» Task objective: List every job title of the form "chief ... officer" that the IT Forum article below names, with each distinct title given once.

» Passage to read:

****************

IT Forum Perspectives

Is 2015 the year of the true chief information officer?

by Kevin Danchisko

As we’re fully into 2015, it’s time to think about what “new year’s” trends or resolutions will shape the year ahead for chief information officers in higher education.

We’re currently preparing to prioritize topics for our next CIO Roundtable series, and one input to our topic poll is a team review of industry thinkers’ recent opinion pieces. I reflected on a recent article from IT World titled, “The CIO’s Top 3 Priorities for 2015,” by Dr. Rado Kotorov, the chief innovation officer at Information Builders (a business intelligence firm). Although the article is mostly targeted at CIOs in private industry, I couldn’t help but think that all three of these priorities will be top-of-mind for the IT Forum members as well:



Priority #1: The CIO role will transform from a technology leader to a business leader

In the past, many CIOs played more of a chief infrastructure officer role, predominantly focusing on hardware and software. At most of our member colleges and universities, this limited scope is no longer sufficient as technology pervades all aspects of campus—from smart buildings in facilities to adaptive learning platforms for student success.

****************

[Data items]

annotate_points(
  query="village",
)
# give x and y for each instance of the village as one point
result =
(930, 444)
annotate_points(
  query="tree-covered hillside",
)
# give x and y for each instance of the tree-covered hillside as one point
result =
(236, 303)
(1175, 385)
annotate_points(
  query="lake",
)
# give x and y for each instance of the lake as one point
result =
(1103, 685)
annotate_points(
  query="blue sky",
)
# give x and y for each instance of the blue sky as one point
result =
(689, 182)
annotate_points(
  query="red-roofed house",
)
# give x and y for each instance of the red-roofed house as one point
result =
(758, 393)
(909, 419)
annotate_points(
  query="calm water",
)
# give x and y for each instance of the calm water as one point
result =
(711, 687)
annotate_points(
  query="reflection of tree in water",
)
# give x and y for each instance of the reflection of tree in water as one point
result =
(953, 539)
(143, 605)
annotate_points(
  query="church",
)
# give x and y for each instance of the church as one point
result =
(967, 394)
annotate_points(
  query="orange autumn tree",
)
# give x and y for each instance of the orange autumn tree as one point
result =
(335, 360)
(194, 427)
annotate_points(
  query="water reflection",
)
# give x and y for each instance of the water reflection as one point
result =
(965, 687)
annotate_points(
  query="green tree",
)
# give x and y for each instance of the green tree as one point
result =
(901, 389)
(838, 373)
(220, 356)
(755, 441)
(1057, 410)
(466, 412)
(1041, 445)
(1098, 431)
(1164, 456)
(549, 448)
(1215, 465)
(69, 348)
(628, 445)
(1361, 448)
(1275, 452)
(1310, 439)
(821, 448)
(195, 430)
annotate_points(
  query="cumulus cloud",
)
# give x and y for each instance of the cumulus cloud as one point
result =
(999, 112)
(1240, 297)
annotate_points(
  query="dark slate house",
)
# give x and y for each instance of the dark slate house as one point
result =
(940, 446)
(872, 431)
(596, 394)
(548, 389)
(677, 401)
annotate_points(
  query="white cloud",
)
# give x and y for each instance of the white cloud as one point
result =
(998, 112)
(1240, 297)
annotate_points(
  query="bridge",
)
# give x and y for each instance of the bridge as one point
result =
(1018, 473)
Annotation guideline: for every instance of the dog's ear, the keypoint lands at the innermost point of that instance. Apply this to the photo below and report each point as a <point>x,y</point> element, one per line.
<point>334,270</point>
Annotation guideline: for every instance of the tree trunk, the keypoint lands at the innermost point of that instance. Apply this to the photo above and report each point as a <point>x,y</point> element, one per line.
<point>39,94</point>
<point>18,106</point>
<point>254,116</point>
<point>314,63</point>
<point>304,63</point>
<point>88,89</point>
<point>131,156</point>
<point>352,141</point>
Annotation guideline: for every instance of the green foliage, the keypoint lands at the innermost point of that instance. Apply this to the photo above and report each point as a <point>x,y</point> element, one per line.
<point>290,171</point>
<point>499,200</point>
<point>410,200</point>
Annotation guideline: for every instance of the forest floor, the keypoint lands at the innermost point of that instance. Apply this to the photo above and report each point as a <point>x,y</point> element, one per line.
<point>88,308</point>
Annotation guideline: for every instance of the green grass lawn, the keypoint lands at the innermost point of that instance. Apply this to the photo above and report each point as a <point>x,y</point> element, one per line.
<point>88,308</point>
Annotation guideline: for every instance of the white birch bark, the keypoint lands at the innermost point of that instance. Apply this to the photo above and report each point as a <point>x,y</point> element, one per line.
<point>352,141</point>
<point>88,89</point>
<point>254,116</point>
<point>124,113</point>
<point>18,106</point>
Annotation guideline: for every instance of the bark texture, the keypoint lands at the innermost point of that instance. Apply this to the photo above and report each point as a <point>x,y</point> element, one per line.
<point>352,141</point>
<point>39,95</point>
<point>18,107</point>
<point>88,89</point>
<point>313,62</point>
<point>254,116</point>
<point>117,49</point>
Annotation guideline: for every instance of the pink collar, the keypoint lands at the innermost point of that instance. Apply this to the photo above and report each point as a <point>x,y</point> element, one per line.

****************

» Task response:
- Chief information officer
- Chief innovation officer
- Chief infrastructure officer